● **Passage**:
______

After recording a large outbreak of Lassa fever in 2018 with over 23 states affected, and what seems to be an upsurge in the cases reported since the start of 2019, the National Centre for Disease Control (NCDC) has urged Nigerians to stay calm as measures have been set in place to address the outbreak.
Backstory: Making the announcement through a statement in Abuja on Wednesday, Chief Executive Officer, NCDC, Dr. Chikwe Ihekweazu, explained that preparations have begun in the event of an emergency with the centre already providing support to states affected, most especially the deployment of Rapid Response Teams (RRT).
He explained that the RRTs deployed would collaborate with states in the coordination of response, contact tracing, case management, risk communication, and strengthening infection prevention and control.
The Centre had previously announced the outbreak, noting that over 60 cases have been reported across 8 states as at January 13. Ihekweazu stated that chances of more cases are high as recent epidemiological data revealed that the fever occurs mainly during the dry season running from January to April.
Instead of panicking, here’s what to do: Moving forward, Ihekweazu advised members of the public to shift their focus to the preventative measures they can adopt as opposed to going into panic mode, with major emphasis on maintaining good personal hygiene and proper environmental sanitation.
He advised the following:
- Take effective measures by storing grain and other foodstuffs in rodent-proof containers,
- Disposing of garbage far from the home,
- Maintaining clean households, and other measures to discourage rodents from entering homes.
- Hand washing should be practiced frequently.
- The public is also advised to avoid bush burning.
Message to Healthcare Providers: Addressing the healthcare workers who have direct contact with those affected or suspected to be affected by the fever, Ihekweazu stated, “Health care workers are again reminded that Lassa fever presents initially like any other disease causing febrile illness such as malaria.
“Healthcare providers are advised to practice standard precautions at all times, and to maintain a high index of suspicion.”
Bottom line: 2018 marks the 50th year since Lassa fever was detected in Nigeria and it’s disheartening that the disease is still endemic and not properly addressed in several parts of the country.

______

● **Extracted information**:
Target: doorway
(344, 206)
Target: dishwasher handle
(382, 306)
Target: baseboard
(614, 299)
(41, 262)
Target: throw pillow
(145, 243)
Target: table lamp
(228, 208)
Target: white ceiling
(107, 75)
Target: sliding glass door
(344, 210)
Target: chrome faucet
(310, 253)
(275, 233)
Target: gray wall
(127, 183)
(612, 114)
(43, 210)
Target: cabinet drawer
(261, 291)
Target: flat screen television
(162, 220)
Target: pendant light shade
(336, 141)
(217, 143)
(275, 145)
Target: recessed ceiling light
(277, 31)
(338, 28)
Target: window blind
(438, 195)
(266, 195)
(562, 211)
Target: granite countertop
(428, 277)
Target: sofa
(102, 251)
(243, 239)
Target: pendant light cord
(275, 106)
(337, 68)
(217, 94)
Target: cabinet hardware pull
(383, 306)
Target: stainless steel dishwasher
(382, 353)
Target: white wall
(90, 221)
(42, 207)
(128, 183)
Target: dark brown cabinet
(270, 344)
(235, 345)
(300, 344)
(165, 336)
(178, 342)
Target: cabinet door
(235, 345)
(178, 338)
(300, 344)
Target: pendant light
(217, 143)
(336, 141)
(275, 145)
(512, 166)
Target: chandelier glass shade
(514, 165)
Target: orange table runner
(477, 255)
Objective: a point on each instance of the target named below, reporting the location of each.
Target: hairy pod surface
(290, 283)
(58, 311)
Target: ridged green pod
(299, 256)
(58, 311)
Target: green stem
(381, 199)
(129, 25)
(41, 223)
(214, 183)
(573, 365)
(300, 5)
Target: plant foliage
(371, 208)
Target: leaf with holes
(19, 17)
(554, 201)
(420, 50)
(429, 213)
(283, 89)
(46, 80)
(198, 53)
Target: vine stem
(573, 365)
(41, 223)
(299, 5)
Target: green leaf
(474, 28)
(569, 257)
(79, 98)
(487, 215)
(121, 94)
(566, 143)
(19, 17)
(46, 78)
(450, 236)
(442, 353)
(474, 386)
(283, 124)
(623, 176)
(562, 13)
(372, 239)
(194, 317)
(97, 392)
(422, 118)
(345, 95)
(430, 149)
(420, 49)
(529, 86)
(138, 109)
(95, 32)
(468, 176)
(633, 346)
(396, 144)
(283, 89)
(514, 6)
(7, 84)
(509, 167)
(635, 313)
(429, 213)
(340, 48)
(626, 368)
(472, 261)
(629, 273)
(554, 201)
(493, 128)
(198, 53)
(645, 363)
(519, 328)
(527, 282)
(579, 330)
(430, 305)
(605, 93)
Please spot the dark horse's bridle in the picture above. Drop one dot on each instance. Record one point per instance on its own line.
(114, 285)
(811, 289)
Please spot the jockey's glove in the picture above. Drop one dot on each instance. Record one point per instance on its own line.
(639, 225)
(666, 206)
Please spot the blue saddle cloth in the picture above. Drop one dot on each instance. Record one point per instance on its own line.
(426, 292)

______

● **Your tasks**:
1: Decide whether each statement agrees with the Lassa fever article above, answering yes or no and quoting the exact words from the article that settle it: (a) As at January 13, more than 60 cases had been reported across 8 states. (b) The fever occurs mainly during the rainy season. (c) Lassa fever was first detected in Nigeria 50 years before 2018.
2: Duplicate the stretch of the Lassa fever article from "He advised the" through "from entering homes.".

● **Your written answers**:
1:
(a) Yes: "over 60 cases have been reported across 8 states as at January 13"
(b) No: "the fever occurs mainly during the dry season running from January to April"
(c) Yes: "2018 marks the 50th year since Lassa fever was detected in Nigeria"

2:
He advised the following:
- Take effective measures by storing grain and other foodstuffs in rodent-proof containers,
- Disposing of garbage far from the home,
- Maintaining clean households, and other measures to discourage rodents from entering homes.